**Given data**

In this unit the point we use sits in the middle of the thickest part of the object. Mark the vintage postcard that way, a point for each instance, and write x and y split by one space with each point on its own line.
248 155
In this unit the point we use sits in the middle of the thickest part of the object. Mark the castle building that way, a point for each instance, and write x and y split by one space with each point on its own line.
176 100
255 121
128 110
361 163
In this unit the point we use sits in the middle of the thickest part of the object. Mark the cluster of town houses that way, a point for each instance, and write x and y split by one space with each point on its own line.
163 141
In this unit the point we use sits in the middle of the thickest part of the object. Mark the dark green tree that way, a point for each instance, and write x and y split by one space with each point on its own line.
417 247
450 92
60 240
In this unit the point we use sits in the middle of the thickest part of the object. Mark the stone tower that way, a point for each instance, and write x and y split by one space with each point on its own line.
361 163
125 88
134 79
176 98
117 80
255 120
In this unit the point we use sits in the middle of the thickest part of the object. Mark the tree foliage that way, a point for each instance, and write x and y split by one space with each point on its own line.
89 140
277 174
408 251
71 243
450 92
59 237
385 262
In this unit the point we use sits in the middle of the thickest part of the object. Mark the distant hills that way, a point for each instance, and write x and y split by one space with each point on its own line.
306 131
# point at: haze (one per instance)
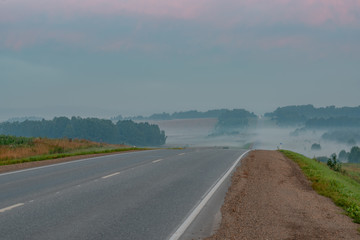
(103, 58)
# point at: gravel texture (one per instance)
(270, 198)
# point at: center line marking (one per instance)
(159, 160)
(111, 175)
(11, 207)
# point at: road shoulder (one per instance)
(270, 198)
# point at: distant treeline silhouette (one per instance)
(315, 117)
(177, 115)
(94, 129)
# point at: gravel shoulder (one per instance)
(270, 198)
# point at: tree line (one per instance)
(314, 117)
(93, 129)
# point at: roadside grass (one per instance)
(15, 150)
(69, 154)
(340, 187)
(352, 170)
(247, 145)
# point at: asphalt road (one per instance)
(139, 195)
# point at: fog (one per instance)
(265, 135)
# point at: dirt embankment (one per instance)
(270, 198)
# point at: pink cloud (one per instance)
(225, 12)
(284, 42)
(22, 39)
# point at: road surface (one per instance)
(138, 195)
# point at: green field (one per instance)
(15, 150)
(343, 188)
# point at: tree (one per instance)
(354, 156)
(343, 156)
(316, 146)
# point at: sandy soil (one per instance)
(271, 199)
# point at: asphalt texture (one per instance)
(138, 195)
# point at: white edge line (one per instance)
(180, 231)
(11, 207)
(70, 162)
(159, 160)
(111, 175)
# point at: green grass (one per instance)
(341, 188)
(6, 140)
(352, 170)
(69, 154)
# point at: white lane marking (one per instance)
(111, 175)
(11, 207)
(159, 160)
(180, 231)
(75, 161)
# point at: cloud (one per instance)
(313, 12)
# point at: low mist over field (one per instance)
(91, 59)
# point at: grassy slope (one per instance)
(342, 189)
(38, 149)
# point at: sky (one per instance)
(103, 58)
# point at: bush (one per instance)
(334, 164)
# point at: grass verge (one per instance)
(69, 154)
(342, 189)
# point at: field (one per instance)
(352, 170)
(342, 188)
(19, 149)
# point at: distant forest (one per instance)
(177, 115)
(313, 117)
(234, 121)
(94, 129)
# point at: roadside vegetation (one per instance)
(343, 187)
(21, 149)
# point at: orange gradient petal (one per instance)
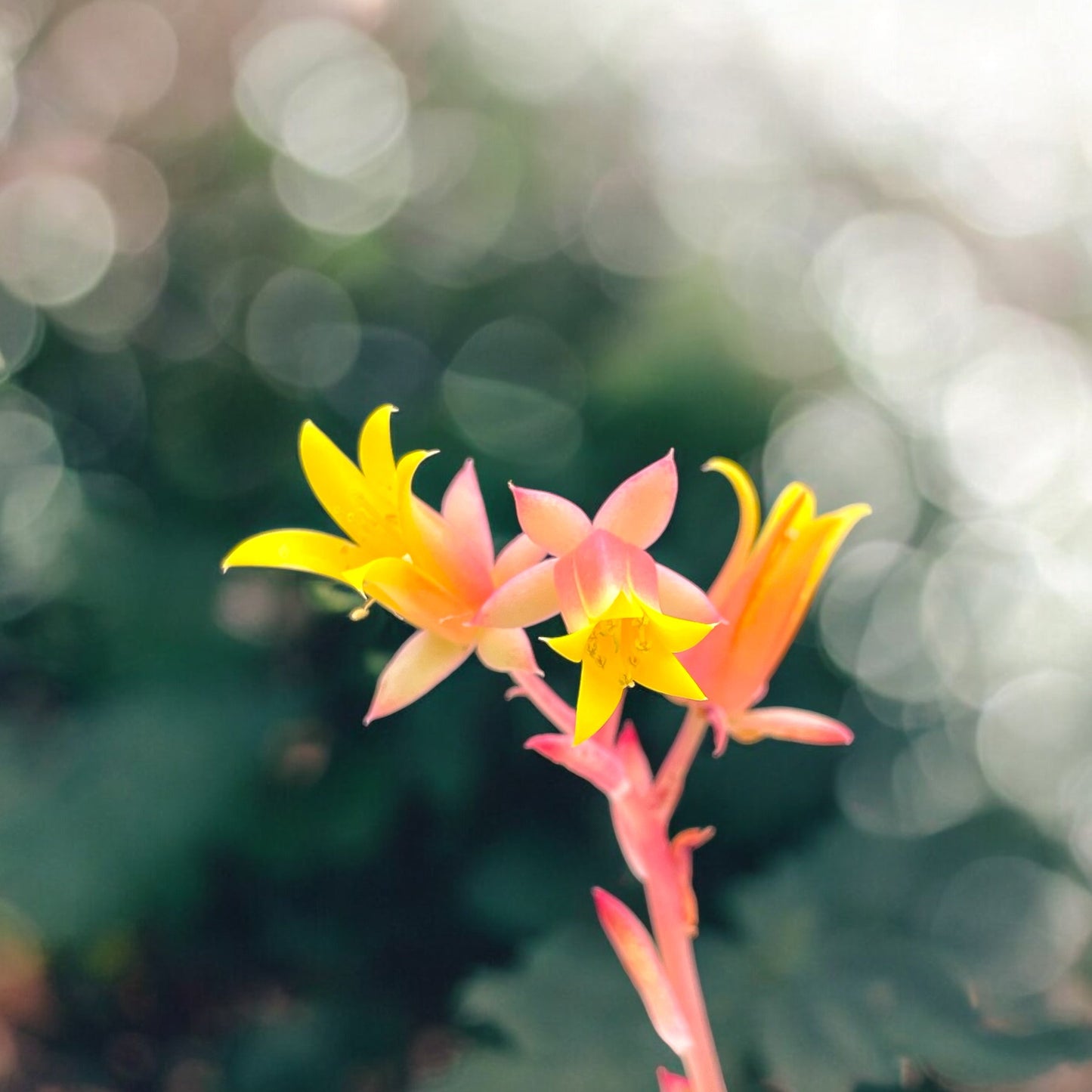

...

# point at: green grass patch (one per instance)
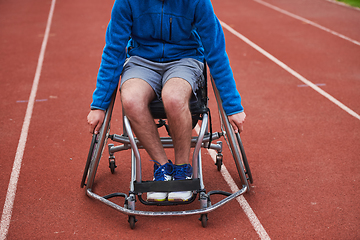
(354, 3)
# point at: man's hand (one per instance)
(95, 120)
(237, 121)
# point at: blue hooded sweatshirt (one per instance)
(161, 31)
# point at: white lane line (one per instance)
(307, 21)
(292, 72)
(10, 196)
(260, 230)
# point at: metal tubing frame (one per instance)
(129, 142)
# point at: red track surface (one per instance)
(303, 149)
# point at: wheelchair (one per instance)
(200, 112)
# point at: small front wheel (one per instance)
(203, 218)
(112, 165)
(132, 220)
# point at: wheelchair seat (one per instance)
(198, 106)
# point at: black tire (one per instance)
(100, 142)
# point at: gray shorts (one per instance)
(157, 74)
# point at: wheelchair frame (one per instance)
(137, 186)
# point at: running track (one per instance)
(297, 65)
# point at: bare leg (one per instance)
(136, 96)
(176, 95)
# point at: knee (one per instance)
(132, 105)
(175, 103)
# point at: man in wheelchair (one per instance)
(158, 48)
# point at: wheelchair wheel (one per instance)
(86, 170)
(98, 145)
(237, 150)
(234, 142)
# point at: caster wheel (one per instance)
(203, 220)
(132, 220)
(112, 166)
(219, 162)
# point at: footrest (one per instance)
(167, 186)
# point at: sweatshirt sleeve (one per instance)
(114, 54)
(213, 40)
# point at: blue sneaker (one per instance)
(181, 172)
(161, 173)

**What you need to do**
An exact copy of the lines above, from the one containing "# point at: sky (one per instance)" down to the one containing "# point at: orange" and including both, is the whole answer; retype it and nothing else.

**Response**
# point at: sky (one per instance)
(103, 58)
# point at: bush (one per instance)
(334, 164)
# point at: grass verge (one per instance)
(69, 154)
(342, 189)
# point at: field (one per instance)
(352, 170)
(342, 188)
(19, 149)
# point at: distant forest (one per instance)
(177, 115)
(313, 117)
(234, 121)
(94, 129)
# point at: roadside vegetation (one per instance)
(343, 187)
(21, 149)
# point at: orange gradient petal (one per instance)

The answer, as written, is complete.